Each entry that appears below should be restated exactly as it is.

━━ Material shown

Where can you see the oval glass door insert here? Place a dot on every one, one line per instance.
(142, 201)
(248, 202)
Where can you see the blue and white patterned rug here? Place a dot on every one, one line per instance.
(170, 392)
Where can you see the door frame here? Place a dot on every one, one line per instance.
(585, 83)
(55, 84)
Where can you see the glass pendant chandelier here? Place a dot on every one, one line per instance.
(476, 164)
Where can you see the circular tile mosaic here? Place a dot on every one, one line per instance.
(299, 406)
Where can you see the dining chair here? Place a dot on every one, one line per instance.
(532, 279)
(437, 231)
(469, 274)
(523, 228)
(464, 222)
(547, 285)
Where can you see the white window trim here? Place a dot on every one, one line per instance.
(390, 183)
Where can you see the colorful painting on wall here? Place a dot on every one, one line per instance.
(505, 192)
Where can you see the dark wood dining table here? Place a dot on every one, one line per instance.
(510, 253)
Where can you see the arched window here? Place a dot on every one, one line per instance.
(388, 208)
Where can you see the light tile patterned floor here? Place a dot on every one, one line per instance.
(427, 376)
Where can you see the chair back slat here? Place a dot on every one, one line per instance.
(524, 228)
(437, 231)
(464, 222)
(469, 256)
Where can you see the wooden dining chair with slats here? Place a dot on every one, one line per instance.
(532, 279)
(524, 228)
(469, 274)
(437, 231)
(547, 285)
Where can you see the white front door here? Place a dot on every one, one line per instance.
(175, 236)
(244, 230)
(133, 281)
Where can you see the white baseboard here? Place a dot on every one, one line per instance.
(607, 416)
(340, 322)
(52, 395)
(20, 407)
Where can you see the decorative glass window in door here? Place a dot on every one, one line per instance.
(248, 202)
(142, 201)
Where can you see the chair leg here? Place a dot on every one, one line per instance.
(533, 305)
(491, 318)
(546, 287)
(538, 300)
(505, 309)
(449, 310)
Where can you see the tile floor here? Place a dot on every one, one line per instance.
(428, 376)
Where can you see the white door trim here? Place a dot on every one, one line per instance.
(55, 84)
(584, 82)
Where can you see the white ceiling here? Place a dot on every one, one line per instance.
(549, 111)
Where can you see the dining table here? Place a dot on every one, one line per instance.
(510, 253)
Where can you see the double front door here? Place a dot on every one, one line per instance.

━━━━

## Reply
Where can you see the oval glass door insert here? Place a dot on every one, one line per instance.
(142, 201)
(248, 202)
Where can you see the blue and white patterned rug here? Place a dot on every one, one line per instance.
(170, 392)
Where can you see the door frame here? Place a dot on every one, one line per instance.
(585, 83)
(55, 84)
Where can you see the glass pendant chandelier here? Place a dot on every one, one line per instance.
(476, 164)
Where can you see the circular tile mosaic here? Place a dot on every one, one line per instance.
(299, 406)
Where can you see the dining chair here? Place a dot on every one, one line per instance.
(532, 279)
(437, 231)
(469, 274)
(523, 228)
(464, 222)
(547, 285)
Where can you see the white window trim here? Place a dot on every one, one line per instance.
(390, 183)
Where can you see the colorful painting on wall here? Place a dot on every one, one line per instance.
(505, 192)
Where can you see the dark wood dining table here? Place a dot on every one, one line per instance.
(510, 253)
Where can you see the arched window here? Place a dot on every one, one line per instance.
(388, 208)
Where can you see the light tile patterned floor here? Place a dot on every one, one line per instance.
(427, 376)
Where can you see the chair back slat here? Place a dot on every one, one line per instance.
(524, 228)
(437, 231)
(464, 222)
(469, 256)
Where can you see the wooden dining chair with slats here? Place a dot on every one, one line per instance.
(532, 279)
(524, 228)
(469, 274)
(437, 231)
(547, 285)
Where can you see the white front door here? Place a dot on every one, one line per instance.
(175, 236)
(244, 230)
(133, 281)
Where can you see the white baseboard here? Place a dot on every one, one line per instance.
(607, 416)
(340, 322)
(52, 395)
(20, 407)
Where can you see the decorative glass window in door here? Place a dot on every one, one line per instance.
(248, 202)
(142, 201)
Where can you see the chair leg here? Place a dot on every one, one line per instance.
(533, 305)
(491, 318)
(546, 287)
(538, 300)
(505, 309)
(449, 310)
Where can you see the tile floor here? Place a dot on every one, one line per instance.
(428, 376)
Where can you see the white door trim here? Place a dot on every one, one line per instance.
(55, 84)
(584, 82)
Where can you see the white ceiling here? Place a dot on every one, one line per instance.
(549, 111)
Where can you see the dining table here? Place a dot on every one, one line per instance.
(510, 253)
Where can you see the double front door here? Place a dot on every one, one line per instance.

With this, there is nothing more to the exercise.